# Supplied text start

Another option that you have is to look into some of the 0% APR credit cards that are out there. These cards will have sign up bonuses where you do not pay any interest for anywhere from 12-18 months. This can be a great option for you as you can transfer your balance from one credit card to another and allows you to focus on paying it off during that time period while you get your spending back under control. Keep in mind that these transfers fees that can be anywhere from 1-3%.

After that, the best approach to paying it off is the “snowball” method. This involves paying off the lowest balances first, which allow you to pay them off quicker since they are smaller amounts. This then frees up the money from those payments to then be allocated to the credit cards with the higher balances, creating a larger and larger “snowball”.

Credit cards can be a double-edged sword – on one hand, they provide a convenient way to receive rewards and benefits. However, it’s all too easy to fall into the trap of overspending and accumulating debt that can be difficult to pay off. As Proverbs 22:7 says, “The rich rules over the poor, and the borrower is the slave of the lender.” the Bible doesn’t prohibit the use of debt, but it gives us a lot of “use with caution” warnings!

By using credit cards like debit cards and only spending within our means, we can avoid falling into the trap of being a slave to our lenders. Remember, credit cards can be a useful tool if used correctly, but if we’re not careful we can become a slave to the lender!

# Supplied text end

What the exercise asks - Update the passage in the credit card text above that begins with "By using credit" and ends with "to the lender!", swapping "debit cards" for "prepaid cards".

# Information given start

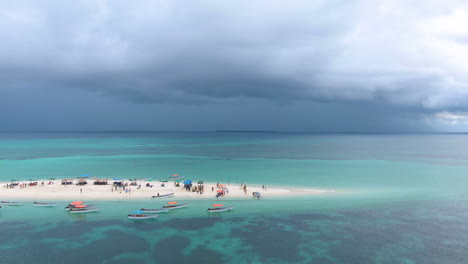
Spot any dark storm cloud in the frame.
[0,0,468,130]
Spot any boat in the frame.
[151,193,174,199]
[33,202,56,207]
[128,211,158,220]
[140,208,169,214]
[163,202,189,210]
[208,204,234,213]
[0,201,23,206]
[68,204,99,214]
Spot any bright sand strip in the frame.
[0,179,334,201]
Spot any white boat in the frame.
[208,206,234,213]
[140,208,169,214]
[33,202,56,207]
[163,203,189,210]
[151,193,174,199]
[128,214,158,220]
[0,201,23,206]
[68,208,99,214]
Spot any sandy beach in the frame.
[0,180,334,201]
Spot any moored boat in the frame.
[128,211,158,220]
[208,204,234,213]
[151,193,174,199]
[140,208,169,214]
[33,202,56,207]
[0,201,23,206]
[252,192,262,199]
[163,202,189,210]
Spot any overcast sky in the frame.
[0,0,468,132]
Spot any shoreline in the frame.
[0,179,336,201]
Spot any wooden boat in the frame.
[33,202,56,207]
[208,204,234,213]
[140,208,169,214]
[163,202,189,210]
[151,193,174,199]
[128,211,158,220]
[0,201,23,206]
[68,207,99,214]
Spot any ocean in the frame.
[0,132,468,264]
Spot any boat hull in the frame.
[152,193,174,199]
[163,203,189,210]
[128,215,158,220]
[68,208,99,214]
[33,204,56,207]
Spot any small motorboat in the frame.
[208,204,234,213]
[252,192,262,199]
[169,174,185,180]
[33,202,56,207]
[163,202,189,210]
[0,201,23,206]
[68,204,99,214]
[140,208,169,214]
[128,211,158,220]
[151,193,174,199]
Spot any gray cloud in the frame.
[0,0,468,131]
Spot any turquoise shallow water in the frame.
[0,133,468,264]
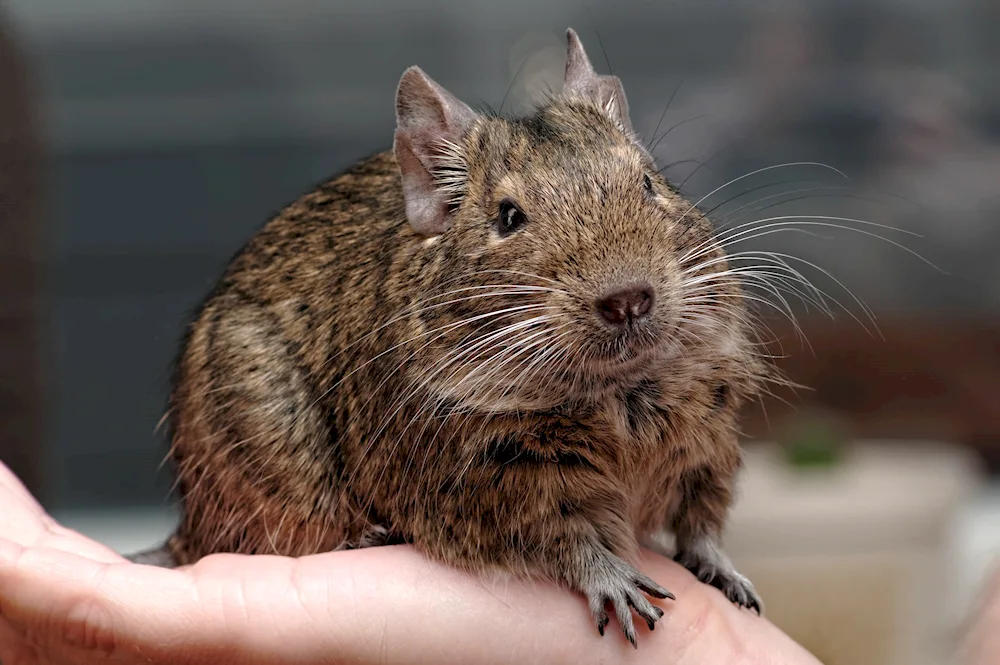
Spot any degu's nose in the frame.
[595,284,656,327]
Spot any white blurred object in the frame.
[726,442,979,665]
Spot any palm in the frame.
[0,464,817,665]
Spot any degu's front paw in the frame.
[674,539,764,615]
[583,553,674,648]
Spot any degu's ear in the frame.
[563,28,632,136]
[393,67,478,236]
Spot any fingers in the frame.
[0,463,124,563]
[0,540,816,665]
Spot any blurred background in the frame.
[0,0,1000,665]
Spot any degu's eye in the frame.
[642,174,653,194]
[497,199,528,238]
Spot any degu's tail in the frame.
[125,537,178,568]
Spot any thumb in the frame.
[0,539,372,665]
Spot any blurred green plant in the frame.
[778,411,847,469]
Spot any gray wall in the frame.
[6,0,1000,507]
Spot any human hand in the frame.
[0,464,819,665]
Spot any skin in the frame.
[0,464,818,665]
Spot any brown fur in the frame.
[146,29,764,640]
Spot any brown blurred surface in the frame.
[744,312,1000,471]
[0,13,44,497]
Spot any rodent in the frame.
[132,29,768,645]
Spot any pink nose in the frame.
[597,286,655,326]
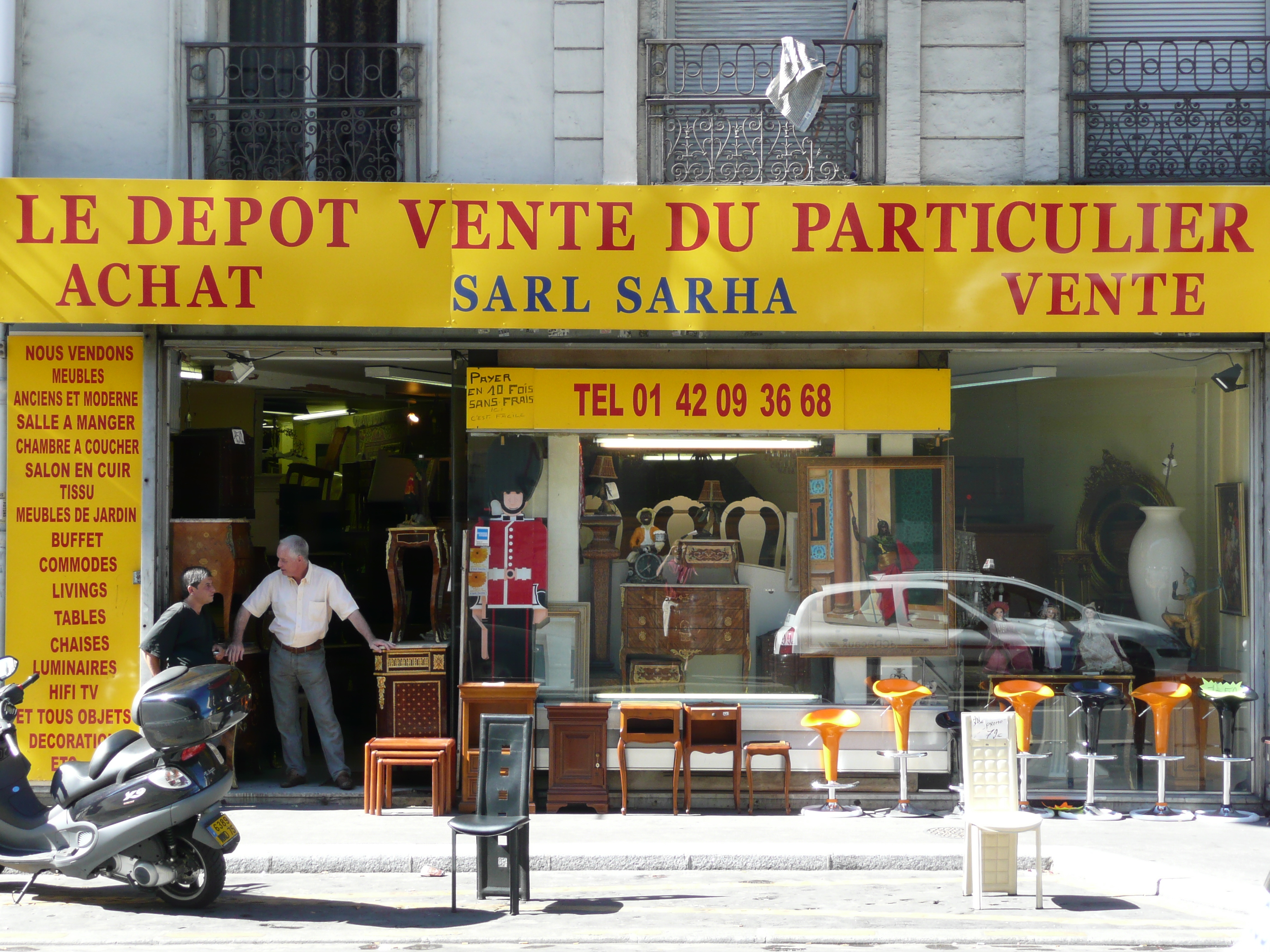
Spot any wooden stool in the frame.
[362,738,458,815]
[683,704,740,814]
[617,701,683,815]
[744,740,790,815]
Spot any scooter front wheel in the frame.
[158,835,225,909]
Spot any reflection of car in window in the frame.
[776,572,1190,679]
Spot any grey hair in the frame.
[180,565,212,592]
[278,536,308,562]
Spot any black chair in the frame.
[449,715,533,915]
[1058,679,1124,820]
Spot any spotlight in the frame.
[230,360,255,383]
[1213,363,1249,393]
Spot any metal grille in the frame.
[1067,37,1270,181]
[186,43,423,181]
[644,39,883,184]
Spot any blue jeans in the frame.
[269,645,348,777]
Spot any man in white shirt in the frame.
[226,536,391,790]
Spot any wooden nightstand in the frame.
[547,703,610,814]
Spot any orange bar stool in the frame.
[1129,681,1195,823]
[1195,681,1261,823]
[872,678,935,816]
[992,681,1054,816]
[800,707,865,816]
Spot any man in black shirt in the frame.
[141,566,225,678]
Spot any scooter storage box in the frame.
[132,664,251,750]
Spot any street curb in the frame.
[225,847,1046,878]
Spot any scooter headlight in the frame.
[146,766,194,790]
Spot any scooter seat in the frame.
[48,730,148,806]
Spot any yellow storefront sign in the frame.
[0,179,1270,334]
[5,335,142,779]
[467,367,951,433]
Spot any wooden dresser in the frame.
[621,585,749,684]
[547,703,610,814]
[375,641,449,738]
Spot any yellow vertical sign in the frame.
[5,336,142,779]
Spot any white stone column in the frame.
[546,436,582,602]
[885,0,922,186]
[1024,0,1063,183]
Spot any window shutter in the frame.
[673,0,853,42]
[1089,0,1266,37]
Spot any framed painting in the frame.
[1215,482,1249,616]
[533,602,590,700]
[794,456,955,598]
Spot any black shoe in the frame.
[278,771,305,788]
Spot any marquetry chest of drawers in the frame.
[375,641,449,738]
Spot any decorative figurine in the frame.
[1036,598,1072,673]
[469,436,547,682]
[983,602,1033,674]
[1160,569,1217,649]
[1077,602,1133,674]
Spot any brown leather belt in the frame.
[273,638,321,655]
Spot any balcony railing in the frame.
[644,39,883,186]
[1067,37,1270,183]
[186,43,423,181]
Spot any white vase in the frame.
[1129,505,1195,635]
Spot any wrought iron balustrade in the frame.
[186,43,423,181]
[1067,37,1270,183]
[644,39,883,184]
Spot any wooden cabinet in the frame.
[375,641,449,738]
[621,585,749,683]
[458,682,539,814]
[547,703,610,814]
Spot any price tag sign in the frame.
[467,368,951,433]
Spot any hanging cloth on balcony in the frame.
[767,37,824,132]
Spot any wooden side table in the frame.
[683,704,740,814]
[744,740,790,814]
[579,513,622,664]
[458,682,539,814]
[375,641,449,738]
[169,519,251,640]
[547,703,610,814]
[385,526,448,641]
[617,701,683,815]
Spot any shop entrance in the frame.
[156,344,451,786]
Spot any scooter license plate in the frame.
[207,814,237,847]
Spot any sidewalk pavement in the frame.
[229,807,1270,912]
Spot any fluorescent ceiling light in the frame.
[366,367,455,387]
[952,367,1058,390]
[596,437,821,451]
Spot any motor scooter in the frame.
[0,656,250,909]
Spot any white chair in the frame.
[653,496,701,552]
[962,711,1045,909]
[719,496,785,567]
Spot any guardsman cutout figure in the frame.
[467,436,547,682]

# Information given end

Result of this task -
By using credit cards like prepaid cards and only spending within our means, we can avoid falling into the trap of being a slave to our lenders. Remember, credit cards can be a useful tool if used correctly, but if we’re not careful we can become a slave to the lender!